* Exercise description: The expected answer is a single number, namely how many lines in the data below hold the word "hand".

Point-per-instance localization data
○ ○ ○

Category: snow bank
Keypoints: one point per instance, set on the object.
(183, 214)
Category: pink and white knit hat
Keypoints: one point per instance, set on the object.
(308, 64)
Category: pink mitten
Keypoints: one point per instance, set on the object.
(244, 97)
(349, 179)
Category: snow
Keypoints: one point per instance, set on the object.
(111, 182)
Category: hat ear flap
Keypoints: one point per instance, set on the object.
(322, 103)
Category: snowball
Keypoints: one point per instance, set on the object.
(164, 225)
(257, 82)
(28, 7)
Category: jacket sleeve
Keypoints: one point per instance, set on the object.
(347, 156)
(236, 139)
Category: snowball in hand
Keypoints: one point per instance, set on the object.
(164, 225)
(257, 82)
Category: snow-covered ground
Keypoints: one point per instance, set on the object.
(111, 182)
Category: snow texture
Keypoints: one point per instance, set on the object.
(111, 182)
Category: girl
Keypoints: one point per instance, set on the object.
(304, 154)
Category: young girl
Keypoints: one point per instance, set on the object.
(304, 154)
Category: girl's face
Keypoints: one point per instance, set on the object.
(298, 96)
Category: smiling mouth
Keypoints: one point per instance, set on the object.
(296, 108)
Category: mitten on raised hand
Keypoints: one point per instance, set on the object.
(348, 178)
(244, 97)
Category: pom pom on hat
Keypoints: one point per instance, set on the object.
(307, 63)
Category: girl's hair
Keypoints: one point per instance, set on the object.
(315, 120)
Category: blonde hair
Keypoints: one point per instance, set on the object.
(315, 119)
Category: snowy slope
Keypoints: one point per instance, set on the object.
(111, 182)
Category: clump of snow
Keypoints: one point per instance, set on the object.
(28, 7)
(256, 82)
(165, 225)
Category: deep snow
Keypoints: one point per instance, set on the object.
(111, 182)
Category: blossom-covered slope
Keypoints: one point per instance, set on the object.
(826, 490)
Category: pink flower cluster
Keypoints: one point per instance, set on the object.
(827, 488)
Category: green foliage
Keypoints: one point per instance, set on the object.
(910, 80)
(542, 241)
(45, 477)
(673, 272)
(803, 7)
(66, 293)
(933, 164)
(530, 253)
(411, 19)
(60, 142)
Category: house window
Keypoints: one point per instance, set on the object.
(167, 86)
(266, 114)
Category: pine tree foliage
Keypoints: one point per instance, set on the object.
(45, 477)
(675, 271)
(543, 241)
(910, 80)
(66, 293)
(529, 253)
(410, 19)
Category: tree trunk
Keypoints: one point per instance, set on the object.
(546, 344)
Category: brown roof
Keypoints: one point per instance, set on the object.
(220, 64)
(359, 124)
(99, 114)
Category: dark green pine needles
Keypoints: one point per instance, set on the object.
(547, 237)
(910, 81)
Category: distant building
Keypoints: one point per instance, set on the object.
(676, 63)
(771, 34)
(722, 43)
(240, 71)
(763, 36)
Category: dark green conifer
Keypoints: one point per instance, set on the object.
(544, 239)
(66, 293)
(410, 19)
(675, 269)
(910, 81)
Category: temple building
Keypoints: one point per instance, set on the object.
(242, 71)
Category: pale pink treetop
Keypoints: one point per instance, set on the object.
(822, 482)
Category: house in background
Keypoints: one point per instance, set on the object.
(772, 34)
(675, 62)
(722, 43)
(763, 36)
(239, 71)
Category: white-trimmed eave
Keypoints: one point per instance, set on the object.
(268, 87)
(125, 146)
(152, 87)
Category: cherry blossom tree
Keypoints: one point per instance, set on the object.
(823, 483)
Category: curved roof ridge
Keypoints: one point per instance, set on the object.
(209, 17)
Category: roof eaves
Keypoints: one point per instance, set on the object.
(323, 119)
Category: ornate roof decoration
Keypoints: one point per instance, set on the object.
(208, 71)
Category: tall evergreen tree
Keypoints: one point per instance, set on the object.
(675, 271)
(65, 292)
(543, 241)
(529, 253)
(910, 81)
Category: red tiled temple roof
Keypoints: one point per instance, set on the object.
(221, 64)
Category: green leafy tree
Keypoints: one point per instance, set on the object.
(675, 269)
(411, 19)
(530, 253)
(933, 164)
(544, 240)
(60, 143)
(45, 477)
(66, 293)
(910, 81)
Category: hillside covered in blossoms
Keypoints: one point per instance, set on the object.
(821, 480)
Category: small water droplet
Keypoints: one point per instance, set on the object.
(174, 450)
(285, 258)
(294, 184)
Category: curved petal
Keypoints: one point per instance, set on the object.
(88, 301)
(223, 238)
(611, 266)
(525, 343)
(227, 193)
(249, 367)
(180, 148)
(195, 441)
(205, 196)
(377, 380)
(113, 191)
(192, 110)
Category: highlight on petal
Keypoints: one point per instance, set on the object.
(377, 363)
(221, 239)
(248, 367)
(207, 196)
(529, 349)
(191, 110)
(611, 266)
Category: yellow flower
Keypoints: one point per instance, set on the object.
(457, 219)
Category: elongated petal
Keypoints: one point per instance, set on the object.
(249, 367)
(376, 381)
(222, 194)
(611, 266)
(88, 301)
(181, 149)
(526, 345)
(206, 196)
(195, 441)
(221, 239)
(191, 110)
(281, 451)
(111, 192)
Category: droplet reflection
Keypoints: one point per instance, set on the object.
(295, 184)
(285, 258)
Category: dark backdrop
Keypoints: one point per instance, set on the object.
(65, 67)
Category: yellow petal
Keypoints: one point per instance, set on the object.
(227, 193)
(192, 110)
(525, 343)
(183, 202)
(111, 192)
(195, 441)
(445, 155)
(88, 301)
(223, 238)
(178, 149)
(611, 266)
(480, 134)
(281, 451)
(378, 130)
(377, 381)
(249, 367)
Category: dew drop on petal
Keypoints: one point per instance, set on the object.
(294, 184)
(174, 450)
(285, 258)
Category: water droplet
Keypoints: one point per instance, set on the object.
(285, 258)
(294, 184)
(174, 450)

○ ○ ○

* Solution below: 2